__Required work__:
Write out every line of the listing below word for word, changing nothing.

--- START OF Provided data ---

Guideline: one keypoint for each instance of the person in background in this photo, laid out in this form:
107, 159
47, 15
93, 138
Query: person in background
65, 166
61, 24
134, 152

--- END OF Provided data ---

__Solution to the exercise__:
Guideline: one keypoint for each instance of the person in background in this photo, laid out in this form:
107, 159
47, 15
93, 138
Query: person in background
65, 166
61, 24
134, 152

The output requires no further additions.